--- Task prompt ---
Go to the line containing "Query: red gable end" in the records below and print it and every following line exactly, on through the line containing "[ ] a keypoint on each instance of the white cumulus", then stop.
[[ Source information open ]]
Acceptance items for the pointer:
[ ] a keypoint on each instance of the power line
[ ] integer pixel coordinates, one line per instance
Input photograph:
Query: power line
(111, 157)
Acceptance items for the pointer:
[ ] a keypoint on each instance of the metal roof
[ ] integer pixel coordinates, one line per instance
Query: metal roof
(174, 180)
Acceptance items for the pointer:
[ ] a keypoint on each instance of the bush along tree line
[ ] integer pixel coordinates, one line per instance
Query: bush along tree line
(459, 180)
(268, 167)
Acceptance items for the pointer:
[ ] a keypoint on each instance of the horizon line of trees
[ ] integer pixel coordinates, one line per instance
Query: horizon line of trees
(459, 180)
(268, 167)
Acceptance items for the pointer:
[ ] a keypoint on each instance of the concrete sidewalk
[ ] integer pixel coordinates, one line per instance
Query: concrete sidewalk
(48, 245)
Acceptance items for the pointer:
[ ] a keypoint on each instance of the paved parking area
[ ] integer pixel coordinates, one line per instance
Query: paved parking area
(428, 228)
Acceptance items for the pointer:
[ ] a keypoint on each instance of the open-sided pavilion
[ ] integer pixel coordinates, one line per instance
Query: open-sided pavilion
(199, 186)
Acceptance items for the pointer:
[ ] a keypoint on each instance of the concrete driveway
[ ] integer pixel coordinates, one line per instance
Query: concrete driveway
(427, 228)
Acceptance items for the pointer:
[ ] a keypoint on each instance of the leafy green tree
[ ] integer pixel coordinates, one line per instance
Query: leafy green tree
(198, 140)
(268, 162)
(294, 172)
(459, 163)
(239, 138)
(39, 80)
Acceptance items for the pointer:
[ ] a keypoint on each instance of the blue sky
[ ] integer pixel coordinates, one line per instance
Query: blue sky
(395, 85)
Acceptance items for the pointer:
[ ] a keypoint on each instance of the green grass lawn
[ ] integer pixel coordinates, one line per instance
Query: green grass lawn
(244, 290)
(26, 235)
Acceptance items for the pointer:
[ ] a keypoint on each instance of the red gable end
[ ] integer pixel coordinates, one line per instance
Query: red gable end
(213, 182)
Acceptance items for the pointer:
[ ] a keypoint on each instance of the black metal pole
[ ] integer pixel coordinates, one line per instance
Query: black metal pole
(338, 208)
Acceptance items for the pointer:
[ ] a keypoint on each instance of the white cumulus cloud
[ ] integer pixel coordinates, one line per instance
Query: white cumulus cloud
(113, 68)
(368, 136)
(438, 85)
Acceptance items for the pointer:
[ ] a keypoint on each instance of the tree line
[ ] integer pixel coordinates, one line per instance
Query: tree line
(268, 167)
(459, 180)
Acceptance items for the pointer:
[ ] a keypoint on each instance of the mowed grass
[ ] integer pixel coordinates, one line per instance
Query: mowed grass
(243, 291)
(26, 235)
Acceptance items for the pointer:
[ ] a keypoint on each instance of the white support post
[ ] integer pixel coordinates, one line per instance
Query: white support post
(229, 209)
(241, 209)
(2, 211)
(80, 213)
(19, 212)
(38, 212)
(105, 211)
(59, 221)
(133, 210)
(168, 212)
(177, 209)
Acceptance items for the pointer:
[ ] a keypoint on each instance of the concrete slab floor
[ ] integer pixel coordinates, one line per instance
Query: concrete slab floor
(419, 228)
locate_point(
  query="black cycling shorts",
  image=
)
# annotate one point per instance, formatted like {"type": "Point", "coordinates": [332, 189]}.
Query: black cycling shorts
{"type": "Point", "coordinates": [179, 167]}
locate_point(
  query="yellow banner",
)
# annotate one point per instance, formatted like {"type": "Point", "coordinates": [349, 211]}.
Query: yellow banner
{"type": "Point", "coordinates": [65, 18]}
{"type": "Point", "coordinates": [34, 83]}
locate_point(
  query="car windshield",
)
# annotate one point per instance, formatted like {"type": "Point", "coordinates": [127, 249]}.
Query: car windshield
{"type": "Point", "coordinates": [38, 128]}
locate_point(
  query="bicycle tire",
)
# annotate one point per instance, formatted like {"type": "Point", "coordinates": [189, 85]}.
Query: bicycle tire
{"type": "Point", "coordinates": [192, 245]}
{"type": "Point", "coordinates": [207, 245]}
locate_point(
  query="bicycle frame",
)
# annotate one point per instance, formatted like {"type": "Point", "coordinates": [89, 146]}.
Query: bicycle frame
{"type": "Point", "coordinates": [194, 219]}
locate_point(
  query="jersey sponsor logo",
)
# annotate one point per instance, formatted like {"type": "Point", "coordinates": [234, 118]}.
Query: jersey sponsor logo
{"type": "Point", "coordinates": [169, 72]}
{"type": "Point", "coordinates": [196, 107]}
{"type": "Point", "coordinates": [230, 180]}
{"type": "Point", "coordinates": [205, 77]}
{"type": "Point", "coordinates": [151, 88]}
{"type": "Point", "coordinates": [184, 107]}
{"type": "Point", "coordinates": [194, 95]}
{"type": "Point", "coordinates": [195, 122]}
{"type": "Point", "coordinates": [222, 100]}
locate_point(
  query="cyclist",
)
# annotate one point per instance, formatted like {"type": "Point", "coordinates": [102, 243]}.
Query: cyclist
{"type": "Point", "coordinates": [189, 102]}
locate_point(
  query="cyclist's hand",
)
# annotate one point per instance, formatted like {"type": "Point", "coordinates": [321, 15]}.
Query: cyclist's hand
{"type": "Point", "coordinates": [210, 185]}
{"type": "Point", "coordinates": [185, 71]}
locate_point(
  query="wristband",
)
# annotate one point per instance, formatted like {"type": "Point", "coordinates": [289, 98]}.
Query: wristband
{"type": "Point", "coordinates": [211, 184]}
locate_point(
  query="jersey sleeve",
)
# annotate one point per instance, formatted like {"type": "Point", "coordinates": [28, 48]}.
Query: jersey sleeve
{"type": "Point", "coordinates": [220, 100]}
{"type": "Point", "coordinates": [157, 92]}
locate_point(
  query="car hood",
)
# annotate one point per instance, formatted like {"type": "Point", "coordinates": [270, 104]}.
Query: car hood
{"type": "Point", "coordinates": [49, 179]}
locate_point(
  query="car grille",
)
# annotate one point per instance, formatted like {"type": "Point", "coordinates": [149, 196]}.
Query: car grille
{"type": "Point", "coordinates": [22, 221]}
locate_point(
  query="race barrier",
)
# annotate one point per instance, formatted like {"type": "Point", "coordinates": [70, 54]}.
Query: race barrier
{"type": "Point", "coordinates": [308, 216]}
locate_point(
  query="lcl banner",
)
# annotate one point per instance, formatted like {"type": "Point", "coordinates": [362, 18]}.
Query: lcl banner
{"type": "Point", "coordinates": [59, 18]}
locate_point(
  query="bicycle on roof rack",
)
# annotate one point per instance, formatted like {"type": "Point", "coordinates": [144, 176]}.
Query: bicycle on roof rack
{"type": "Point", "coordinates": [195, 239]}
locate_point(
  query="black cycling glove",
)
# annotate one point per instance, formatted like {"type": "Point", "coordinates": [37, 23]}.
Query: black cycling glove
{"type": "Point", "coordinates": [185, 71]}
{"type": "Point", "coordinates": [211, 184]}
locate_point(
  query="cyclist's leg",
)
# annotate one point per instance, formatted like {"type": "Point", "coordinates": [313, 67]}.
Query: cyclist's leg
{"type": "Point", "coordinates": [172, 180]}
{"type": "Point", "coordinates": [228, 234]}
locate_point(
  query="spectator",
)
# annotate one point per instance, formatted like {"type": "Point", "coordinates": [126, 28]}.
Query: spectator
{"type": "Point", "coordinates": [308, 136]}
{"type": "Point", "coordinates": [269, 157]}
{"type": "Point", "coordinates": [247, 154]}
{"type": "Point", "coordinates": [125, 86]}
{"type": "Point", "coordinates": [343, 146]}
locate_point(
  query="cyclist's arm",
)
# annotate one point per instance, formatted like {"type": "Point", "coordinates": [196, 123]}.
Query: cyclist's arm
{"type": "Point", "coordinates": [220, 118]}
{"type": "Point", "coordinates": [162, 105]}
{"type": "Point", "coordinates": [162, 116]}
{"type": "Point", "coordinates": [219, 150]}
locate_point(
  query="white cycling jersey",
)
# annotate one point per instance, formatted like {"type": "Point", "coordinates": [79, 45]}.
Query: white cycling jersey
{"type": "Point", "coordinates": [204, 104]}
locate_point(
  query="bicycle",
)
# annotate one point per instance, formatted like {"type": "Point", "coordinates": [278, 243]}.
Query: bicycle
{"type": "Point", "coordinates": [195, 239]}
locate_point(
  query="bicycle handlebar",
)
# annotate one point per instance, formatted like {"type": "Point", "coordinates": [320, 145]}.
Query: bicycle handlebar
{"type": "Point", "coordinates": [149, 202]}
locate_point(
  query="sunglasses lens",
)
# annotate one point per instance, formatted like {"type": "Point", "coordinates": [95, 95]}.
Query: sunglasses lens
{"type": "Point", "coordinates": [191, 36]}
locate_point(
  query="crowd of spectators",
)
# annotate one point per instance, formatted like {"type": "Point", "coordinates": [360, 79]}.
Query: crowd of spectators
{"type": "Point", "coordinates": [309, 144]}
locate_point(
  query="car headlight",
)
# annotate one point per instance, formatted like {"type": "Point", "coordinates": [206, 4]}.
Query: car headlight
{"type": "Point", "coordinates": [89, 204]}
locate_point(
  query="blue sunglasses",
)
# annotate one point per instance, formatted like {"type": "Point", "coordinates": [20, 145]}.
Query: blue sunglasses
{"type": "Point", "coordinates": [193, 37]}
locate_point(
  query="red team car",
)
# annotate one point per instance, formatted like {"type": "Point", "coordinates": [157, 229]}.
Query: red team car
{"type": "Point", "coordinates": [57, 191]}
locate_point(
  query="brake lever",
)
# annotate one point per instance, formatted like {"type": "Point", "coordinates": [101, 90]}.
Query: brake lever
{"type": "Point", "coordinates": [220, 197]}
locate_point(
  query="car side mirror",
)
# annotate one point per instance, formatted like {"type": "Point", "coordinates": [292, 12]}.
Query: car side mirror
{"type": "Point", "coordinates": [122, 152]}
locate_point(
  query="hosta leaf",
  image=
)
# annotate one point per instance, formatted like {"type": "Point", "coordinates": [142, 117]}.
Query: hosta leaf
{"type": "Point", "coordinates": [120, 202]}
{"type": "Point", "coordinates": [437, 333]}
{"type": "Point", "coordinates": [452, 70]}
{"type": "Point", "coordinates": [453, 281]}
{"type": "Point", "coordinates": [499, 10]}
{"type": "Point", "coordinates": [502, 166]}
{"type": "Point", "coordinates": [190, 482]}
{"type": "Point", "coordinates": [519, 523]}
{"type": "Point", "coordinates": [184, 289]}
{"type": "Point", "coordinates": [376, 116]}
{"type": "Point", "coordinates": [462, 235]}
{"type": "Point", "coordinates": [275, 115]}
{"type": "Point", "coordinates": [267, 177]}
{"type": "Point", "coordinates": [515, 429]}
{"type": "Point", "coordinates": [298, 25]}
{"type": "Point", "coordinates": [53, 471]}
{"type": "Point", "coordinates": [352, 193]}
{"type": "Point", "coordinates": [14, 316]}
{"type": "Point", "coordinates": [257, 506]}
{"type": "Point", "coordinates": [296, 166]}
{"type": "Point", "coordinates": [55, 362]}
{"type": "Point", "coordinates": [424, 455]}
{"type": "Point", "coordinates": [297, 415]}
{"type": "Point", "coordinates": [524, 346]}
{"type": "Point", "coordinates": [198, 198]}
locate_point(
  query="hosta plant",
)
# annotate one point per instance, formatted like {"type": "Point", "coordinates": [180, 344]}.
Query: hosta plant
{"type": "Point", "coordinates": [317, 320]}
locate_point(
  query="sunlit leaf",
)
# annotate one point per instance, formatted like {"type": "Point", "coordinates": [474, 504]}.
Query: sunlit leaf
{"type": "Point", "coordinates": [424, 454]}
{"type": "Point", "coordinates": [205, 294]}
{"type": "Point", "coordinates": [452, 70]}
[[ Source information closed ]]
--- Finished exercise ---
Query: red gable end
(213, 182)
Acceptance items for the pointer:
[ ] a keypoint on each instance of the black metal pole
[ ] integer pixel coordinates, one line per instance
Query: black metal pole
(338, 208)
Acceptance items for the pointer:
[ ] a keypoint on each instance of the white cumulus cloud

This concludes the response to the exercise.